Start MATERIAL FOR THIS TASK

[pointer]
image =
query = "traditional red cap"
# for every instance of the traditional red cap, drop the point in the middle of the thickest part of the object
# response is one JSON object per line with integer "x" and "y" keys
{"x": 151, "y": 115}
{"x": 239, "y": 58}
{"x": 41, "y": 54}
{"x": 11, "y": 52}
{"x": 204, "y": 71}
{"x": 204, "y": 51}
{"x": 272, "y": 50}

End MATERIAL FOR THIS TASK

REQUIRED WORK: Retype all of the records above line for line, keeping every character unchanged.

OUTPUT OF THE TASK:
[pointer]
image =
query = "traditional red cap"
# for every instance of the traditional red cap, drop the point in the middle of the thickest part of the object
# response is one JSON object per line with integer "x" and "y" keys
{"x": 151, "y": 115}
{"x": 239, "y": 58}
{"x": 41, "y": 54}
{"x": 11, "y": 52}
{"x": 204, "y": 71}
{"x": 204, "y": 51}
{"x": 272, "y": 50}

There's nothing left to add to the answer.